Exercise description: Search the entries for lines that contain the word "white", and report each one found.

Given data:
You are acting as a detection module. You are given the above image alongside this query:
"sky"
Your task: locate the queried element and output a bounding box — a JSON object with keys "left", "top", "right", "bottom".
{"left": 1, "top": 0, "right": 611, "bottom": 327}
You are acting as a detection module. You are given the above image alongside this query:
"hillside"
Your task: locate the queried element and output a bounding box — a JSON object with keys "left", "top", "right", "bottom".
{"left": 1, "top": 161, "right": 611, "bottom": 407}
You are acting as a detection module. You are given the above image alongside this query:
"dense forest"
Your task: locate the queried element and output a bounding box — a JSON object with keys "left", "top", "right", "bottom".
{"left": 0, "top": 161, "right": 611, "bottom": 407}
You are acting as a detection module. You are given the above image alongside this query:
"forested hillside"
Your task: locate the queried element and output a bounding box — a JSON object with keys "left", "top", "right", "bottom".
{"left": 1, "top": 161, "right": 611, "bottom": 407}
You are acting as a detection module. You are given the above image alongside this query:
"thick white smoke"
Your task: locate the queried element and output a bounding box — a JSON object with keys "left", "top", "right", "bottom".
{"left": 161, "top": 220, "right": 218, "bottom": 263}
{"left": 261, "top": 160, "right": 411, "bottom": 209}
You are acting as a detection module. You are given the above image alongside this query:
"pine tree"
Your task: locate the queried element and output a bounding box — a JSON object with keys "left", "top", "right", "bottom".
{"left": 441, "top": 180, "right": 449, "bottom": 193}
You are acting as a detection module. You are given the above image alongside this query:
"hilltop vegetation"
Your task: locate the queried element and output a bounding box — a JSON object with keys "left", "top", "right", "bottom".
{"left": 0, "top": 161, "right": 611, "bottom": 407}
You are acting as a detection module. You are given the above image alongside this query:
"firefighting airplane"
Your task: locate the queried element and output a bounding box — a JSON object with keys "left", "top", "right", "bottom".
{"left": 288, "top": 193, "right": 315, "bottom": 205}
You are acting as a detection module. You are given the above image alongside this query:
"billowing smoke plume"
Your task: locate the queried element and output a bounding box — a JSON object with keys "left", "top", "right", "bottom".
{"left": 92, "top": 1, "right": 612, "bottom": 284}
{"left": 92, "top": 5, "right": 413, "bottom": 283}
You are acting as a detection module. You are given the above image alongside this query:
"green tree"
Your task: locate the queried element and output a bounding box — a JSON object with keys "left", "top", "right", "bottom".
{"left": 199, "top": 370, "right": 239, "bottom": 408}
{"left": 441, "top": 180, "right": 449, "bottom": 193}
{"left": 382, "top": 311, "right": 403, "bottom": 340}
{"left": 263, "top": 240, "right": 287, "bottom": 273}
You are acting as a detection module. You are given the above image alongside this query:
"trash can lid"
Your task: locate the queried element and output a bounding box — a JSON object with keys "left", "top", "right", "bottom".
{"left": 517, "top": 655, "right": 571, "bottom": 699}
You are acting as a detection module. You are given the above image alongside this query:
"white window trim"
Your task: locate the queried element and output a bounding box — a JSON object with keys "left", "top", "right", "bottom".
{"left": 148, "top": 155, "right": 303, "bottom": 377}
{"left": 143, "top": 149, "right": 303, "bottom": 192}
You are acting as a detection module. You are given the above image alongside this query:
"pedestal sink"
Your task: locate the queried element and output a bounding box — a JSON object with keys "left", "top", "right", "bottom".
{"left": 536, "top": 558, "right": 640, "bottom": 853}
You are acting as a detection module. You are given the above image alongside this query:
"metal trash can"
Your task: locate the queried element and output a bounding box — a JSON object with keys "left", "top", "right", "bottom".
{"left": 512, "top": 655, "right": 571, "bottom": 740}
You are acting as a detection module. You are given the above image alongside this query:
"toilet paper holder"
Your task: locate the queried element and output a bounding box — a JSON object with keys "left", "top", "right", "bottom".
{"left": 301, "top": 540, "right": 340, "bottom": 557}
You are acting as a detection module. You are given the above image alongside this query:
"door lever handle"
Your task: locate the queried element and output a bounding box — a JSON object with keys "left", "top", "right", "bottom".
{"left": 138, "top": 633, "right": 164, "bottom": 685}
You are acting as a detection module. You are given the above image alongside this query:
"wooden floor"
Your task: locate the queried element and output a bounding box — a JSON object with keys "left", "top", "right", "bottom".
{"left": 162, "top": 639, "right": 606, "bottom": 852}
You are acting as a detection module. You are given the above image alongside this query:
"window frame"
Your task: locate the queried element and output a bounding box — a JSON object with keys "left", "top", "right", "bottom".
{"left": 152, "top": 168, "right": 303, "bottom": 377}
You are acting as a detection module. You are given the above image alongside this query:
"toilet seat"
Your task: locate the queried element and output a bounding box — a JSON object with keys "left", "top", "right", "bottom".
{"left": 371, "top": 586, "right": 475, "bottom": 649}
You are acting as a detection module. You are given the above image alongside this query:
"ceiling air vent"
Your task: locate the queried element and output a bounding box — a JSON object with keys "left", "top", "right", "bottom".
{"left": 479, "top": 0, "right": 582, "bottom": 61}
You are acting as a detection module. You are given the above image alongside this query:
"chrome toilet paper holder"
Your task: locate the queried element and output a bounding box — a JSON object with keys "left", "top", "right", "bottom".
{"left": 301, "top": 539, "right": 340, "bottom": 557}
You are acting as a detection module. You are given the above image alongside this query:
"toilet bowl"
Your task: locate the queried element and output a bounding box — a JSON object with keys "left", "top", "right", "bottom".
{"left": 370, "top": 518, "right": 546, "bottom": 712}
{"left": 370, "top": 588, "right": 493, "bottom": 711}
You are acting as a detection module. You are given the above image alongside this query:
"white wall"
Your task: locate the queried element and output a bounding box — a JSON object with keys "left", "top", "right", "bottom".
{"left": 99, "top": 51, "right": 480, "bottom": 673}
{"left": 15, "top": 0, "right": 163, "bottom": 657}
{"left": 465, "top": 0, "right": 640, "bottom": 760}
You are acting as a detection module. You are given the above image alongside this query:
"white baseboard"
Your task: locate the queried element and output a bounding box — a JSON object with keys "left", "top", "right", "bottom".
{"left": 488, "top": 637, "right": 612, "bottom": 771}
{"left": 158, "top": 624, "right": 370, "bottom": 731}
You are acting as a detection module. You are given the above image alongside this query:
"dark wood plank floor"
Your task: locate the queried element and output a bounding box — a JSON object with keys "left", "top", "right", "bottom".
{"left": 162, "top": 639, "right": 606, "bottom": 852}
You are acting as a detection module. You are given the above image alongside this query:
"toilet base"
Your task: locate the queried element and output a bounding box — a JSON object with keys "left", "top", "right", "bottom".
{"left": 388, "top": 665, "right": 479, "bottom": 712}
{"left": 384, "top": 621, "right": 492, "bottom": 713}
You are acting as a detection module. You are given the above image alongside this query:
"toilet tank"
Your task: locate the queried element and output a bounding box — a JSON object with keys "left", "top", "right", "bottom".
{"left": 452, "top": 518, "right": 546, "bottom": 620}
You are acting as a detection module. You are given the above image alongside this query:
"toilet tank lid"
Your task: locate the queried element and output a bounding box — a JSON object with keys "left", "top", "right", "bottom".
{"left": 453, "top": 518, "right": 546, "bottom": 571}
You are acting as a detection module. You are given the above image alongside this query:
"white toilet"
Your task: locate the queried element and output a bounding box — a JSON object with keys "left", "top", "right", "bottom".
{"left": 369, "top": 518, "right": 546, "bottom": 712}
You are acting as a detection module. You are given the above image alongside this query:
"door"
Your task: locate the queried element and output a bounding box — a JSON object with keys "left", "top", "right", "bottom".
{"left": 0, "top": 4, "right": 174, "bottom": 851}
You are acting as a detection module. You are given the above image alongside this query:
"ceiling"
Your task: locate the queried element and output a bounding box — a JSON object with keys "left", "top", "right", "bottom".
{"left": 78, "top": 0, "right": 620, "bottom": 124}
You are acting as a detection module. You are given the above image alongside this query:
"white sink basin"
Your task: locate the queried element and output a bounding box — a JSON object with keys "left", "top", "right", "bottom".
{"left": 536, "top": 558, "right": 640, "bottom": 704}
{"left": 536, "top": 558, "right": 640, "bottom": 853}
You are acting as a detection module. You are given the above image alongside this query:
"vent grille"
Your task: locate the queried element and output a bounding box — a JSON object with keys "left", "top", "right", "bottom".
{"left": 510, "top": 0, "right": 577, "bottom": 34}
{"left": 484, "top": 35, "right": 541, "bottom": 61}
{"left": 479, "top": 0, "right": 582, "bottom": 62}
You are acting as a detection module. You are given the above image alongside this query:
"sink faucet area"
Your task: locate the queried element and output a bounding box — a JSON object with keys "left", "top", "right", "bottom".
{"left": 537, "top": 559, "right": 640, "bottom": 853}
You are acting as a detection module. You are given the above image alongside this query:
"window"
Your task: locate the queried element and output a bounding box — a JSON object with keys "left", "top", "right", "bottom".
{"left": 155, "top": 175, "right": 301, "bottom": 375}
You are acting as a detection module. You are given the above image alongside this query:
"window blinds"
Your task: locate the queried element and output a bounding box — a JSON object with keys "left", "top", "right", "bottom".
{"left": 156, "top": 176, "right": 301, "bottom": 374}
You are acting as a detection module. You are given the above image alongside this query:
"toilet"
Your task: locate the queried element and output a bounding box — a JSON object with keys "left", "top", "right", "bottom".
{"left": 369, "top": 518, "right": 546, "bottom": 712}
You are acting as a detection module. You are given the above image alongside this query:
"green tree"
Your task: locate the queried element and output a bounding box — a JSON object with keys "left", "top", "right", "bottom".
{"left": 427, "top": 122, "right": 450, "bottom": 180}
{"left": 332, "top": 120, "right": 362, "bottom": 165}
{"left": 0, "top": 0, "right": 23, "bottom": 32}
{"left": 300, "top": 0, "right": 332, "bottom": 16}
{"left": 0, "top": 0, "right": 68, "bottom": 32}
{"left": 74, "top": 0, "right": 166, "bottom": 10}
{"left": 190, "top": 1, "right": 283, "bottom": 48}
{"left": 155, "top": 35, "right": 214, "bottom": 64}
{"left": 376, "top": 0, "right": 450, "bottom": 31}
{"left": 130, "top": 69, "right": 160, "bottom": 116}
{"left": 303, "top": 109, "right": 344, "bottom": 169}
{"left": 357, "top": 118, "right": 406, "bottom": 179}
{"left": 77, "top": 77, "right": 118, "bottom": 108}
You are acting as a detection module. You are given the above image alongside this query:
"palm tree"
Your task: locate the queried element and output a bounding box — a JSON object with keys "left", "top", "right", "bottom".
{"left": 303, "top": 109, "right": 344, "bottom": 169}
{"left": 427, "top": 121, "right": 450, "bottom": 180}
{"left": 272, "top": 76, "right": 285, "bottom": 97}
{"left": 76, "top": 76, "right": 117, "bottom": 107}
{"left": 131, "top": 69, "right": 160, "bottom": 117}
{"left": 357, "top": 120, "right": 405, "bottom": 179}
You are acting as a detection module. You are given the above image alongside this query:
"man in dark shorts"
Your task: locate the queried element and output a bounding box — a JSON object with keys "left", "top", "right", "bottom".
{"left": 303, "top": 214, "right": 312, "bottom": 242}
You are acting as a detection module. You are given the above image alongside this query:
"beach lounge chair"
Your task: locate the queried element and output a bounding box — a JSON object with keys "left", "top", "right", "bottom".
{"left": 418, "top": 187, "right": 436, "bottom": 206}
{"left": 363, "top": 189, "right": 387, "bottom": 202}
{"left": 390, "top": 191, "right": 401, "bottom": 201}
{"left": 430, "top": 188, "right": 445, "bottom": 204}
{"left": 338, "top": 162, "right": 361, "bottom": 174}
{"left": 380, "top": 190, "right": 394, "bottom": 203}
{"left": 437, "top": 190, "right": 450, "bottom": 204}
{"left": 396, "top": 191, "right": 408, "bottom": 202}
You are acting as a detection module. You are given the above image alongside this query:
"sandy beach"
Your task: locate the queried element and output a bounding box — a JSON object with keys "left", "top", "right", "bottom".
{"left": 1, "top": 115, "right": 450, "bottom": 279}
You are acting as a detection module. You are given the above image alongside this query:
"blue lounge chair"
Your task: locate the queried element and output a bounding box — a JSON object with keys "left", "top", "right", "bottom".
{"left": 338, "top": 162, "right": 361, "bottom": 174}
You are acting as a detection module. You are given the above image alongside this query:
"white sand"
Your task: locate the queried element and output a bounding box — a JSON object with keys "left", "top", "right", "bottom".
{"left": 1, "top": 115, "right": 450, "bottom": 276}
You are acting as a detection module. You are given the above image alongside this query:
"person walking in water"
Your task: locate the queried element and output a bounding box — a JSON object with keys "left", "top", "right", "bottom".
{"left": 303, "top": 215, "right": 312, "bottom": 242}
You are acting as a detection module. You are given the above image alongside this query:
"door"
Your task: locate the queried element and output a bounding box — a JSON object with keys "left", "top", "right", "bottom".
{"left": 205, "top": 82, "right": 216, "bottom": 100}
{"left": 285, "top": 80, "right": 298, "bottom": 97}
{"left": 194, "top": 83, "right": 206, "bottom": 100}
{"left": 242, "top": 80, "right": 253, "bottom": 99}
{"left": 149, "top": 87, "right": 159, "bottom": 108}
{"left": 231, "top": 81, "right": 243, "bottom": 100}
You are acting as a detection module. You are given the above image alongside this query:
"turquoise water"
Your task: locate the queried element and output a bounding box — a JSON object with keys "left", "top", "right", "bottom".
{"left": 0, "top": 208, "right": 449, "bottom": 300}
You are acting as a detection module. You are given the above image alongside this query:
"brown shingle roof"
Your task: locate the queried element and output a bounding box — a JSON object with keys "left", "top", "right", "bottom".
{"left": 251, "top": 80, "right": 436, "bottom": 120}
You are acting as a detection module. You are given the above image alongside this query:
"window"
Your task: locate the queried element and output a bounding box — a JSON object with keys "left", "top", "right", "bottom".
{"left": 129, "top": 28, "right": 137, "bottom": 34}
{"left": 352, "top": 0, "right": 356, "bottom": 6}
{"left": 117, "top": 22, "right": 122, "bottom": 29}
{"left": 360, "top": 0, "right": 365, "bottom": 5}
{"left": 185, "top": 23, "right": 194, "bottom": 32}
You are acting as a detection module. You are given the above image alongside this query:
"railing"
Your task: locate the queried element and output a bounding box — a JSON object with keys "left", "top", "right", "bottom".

Exercise solution:
"thick white smoke"
"white window trim"
"white wall"
"white baseboard"
"white toilet"
"white sink basin"
"white sand"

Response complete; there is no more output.